Given instruction
Copy the listing again from the line with "For the dataset, pick out the ear" up to and including its last line, requests included. Add -112 to both coordinates of every answer point, and leave the sample numbers in the requests unchanged.

Excerpted records
[BEGIN]

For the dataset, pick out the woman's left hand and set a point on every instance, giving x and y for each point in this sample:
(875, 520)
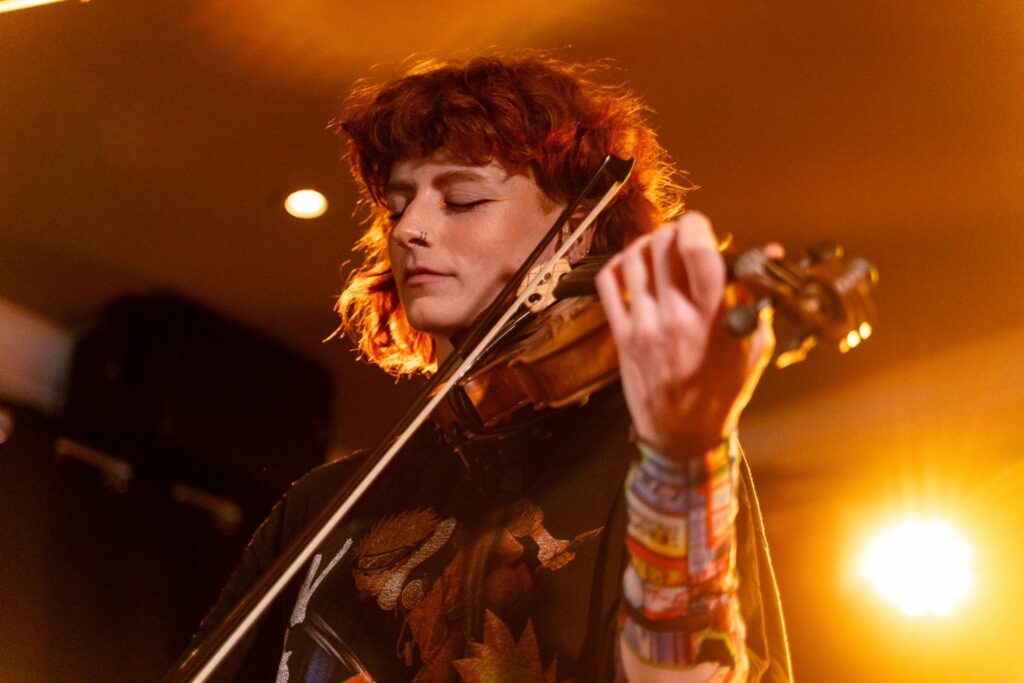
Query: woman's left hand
(685, 377)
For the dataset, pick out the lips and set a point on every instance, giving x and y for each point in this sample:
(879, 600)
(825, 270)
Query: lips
(422, 275)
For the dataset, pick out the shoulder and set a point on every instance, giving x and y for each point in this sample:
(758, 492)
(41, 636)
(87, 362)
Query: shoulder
(306, 497)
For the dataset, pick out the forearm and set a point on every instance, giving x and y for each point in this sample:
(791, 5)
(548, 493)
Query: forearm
(680, 620)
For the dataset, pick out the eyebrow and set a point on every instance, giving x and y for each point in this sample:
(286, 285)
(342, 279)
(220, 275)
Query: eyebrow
(442, 180)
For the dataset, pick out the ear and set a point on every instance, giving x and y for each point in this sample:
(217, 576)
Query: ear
(582, 247)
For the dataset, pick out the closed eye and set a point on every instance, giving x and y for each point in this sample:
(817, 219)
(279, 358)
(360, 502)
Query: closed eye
(464, 206)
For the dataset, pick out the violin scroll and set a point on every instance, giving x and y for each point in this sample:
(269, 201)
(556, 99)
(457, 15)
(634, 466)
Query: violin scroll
(820, 297)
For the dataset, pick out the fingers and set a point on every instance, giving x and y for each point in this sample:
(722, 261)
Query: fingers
(666, 273)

[END]

Exercise result
For the dataset, pick out the ear and set a point on every instance, giving x and y for each point in this sample:
(217, 576)
Query: ear
(470, 135)
For the dataset, pick out the closed eye and set a point on every instance, giving x and y for each point in this sample:
(817, 219)
(279, 358)
(360, 502)
Query: closed eye
(352, 94)
For the dataset, pick out the violin scroll and set a point on every instance, giving x and y for each point in this sample:
(269, 201)
(556, 99)
(457, 15)
(634, 466)
Query: violin scroll
(708, 185)
For the dataset, pick out the fingers and set a point on every instance, giving x and y for each point in this sample:
(722, 261)
Query: fingers
(554, 161)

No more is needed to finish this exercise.